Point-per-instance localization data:
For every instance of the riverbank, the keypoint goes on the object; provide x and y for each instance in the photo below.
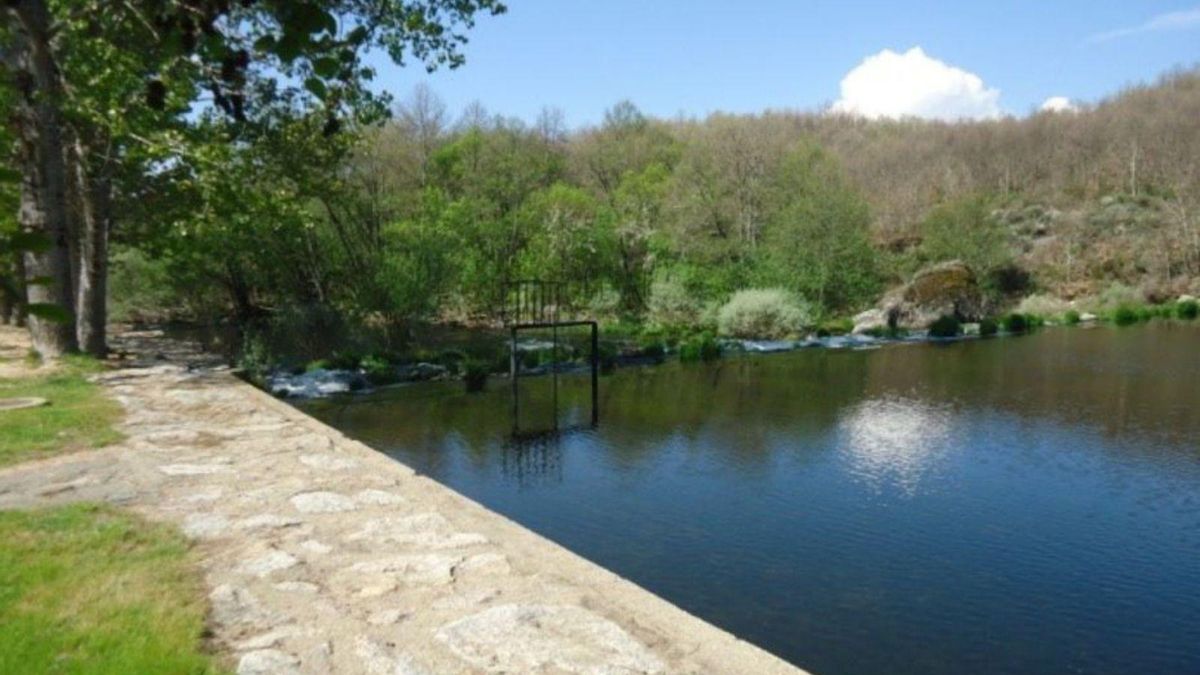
(322, 555)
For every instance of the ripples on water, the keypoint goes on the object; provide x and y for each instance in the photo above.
(1024, 505)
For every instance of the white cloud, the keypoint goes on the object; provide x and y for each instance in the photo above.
(913, 84)
(1059, 105)
(1183, 19)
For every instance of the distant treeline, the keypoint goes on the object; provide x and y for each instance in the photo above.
(426, 216)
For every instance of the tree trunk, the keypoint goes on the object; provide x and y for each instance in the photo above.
(91, 275)
(43, 205)
(18, 309)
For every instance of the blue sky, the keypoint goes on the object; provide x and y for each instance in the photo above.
(699, 57)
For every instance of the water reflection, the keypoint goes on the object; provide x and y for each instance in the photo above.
(533, 460)
(1002, 506)
(895, 442)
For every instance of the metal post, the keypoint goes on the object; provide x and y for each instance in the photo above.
(553, 368)
(595, 374)
(514, 369)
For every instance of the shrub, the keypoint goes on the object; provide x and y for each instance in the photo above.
(671, 304)
(763, 312)
(946, 327)
(652, 346)
(1125, 315)
(700, 348)
(886, 332)
(1043, 305)
(475, 375)
(1015, 322)
(378, 370)
(1115, 297)
(451, 359)
(838, 326)
(605, 303)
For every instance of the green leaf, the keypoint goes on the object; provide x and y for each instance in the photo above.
(33, 242)
(325, 66)
(316, 85)
(49, 312)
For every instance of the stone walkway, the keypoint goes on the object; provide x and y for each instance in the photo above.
(324, 556)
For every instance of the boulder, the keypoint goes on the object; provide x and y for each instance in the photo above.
(947, 288)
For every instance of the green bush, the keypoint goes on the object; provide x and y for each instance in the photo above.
(946, 327)
(379, 370)
(652, 346)
(1125, 315)
(837, 327)
(886, 332)
(670, 304)
(700, 348)
(609, 353)
(1015, 322)
(763, 312)
(475, 372)
(451, 359)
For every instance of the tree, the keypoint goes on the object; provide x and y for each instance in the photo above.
(817, 240)
(244, 54)
(965, 230)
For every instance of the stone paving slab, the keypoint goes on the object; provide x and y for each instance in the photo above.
(322, 555)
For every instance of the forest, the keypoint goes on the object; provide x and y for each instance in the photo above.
(311, 201)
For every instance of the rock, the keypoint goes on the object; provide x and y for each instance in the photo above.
(381, 658)
(387, 617)
(237, 607)
(268, 521)
(415, 569)
(421, 372)
(204, 525)
(323, 502)
(267, 662)
(193, 469)
(297, 587)
(268, 563)
(378, 497)
(546, 638)
(870, 321)
(943, 290)
(328, 461)
(315, 547)
(767, 346)
(23, 402)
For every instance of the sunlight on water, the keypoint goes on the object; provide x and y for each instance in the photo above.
(895, 442)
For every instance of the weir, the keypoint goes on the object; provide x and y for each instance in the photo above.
(538, 304)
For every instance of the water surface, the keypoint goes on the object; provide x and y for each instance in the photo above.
(1025, 505)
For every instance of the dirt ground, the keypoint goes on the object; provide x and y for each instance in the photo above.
(322, 555)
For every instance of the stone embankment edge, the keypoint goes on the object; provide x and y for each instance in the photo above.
(718, 649)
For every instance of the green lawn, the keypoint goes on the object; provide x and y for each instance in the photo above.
(87, 589)
(79, 416)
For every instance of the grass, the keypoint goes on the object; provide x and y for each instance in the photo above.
(78, 414)
(87, 589)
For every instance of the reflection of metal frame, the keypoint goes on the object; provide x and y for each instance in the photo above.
(535, 305)
(535, 458)
(515, 368)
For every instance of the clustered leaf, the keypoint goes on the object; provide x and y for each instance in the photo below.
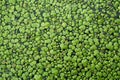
(59, 39)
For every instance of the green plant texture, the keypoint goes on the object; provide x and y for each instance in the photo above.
(59, 39)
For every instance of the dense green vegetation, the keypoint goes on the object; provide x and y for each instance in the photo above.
(59, 39)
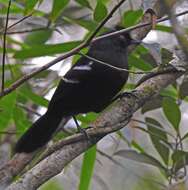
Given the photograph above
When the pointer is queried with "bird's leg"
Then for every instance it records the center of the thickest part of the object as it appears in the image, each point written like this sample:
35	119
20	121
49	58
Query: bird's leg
126	94
81	130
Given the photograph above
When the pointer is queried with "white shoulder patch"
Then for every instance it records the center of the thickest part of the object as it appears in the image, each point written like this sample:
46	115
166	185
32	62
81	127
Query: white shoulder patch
70	80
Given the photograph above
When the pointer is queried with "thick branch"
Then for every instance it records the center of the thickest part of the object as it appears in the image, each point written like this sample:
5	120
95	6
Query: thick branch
142	30
10	170
108	122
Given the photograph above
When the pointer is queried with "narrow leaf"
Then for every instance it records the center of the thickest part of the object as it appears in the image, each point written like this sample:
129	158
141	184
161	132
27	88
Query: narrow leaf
57	9
84	3
87	168
100	11
140	157
48	49
156	140
172	112
131	17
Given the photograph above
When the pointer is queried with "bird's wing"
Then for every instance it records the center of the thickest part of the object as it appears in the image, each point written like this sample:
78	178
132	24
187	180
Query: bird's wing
73	79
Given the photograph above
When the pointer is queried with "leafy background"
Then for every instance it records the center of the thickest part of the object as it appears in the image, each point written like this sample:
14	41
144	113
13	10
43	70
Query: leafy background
151	151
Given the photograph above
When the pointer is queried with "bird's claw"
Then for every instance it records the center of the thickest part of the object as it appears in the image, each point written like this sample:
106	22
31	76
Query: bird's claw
127	94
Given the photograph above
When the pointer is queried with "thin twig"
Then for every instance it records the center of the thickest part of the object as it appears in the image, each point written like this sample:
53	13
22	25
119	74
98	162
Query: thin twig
15	23
72	52
177	29
104	21
4	47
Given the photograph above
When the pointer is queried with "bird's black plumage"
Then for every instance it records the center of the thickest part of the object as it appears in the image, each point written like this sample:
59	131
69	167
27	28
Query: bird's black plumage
88	86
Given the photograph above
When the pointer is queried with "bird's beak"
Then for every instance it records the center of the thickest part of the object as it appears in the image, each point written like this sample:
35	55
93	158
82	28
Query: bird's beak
134	41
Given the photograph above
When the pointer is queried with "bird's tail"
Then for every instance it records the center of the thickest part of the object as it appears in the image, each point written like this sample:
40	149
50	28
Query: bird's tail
39	133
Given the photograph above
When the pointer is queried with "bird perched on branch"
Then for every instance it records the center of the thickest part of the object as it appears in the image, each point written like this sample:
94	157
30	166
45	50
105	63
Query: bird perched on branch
89	86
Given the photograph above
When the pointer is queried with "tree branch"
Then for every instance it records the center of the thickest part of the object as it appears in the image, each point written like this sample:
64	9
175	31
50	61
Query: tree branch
118	113
145	24
109	121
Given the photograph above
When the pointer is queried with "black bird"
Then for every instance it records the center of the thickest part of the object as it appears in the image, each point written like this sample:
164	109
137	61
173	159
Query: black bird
89	86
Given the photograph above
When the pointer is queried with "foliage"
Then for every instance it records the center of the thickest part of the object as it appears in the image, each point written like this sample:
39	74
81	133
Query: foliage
36	40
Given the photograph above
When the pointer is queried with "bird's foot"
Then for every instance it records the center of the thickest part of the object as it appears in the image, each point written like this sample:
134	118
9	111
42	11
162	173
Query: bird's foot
127	94
81	130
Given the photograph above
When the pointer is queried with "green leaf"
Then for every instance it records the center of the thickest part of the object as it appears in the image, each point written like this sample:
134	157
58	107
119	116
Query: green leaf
183	90
38	37
100	11
29	6
52	185
84	3
57	9
161	148
180	159
48	49
139	63
140	157
152	104
164	28
20	119
87	168
172	112
131	17
7	105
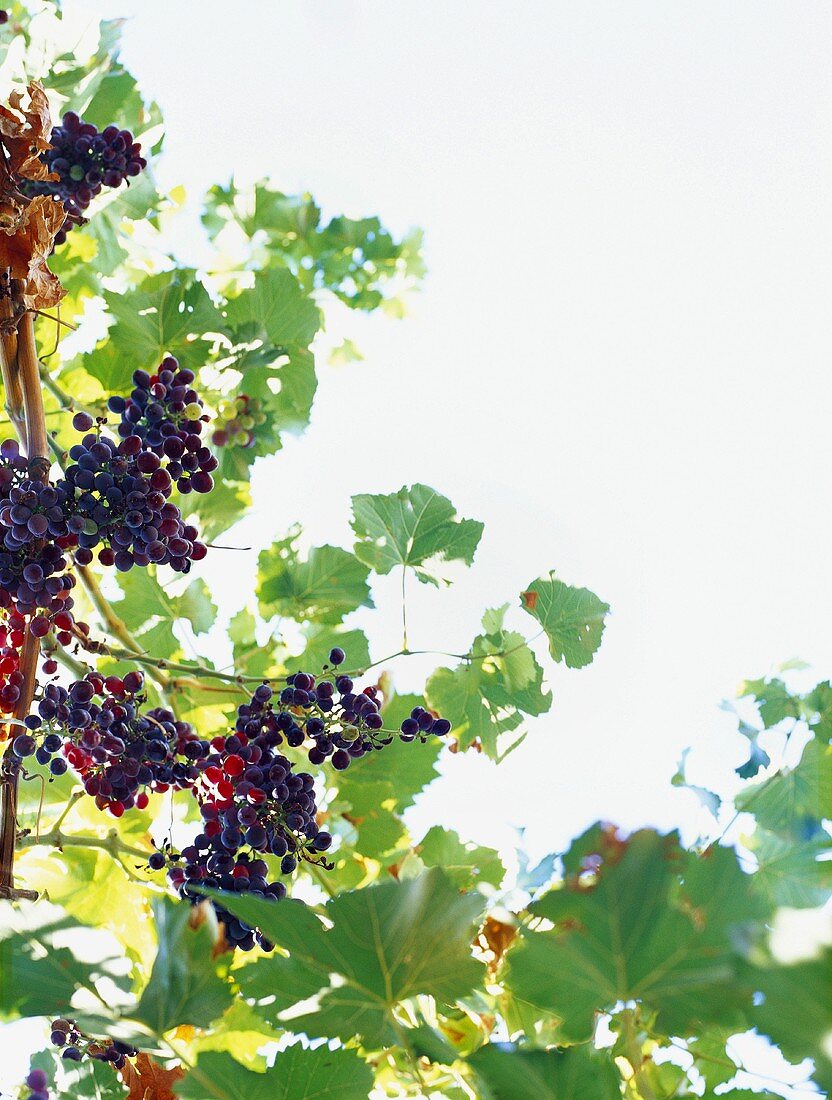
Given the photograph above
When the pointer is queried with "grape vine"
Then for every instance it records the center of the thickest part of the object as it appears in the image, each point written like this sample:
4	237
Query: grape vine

• _What needs to be done_
Scan the records above and report every line with the string "grape".

• _Completed task_
When the pointer is queried with "grape vine"
Query: grape vine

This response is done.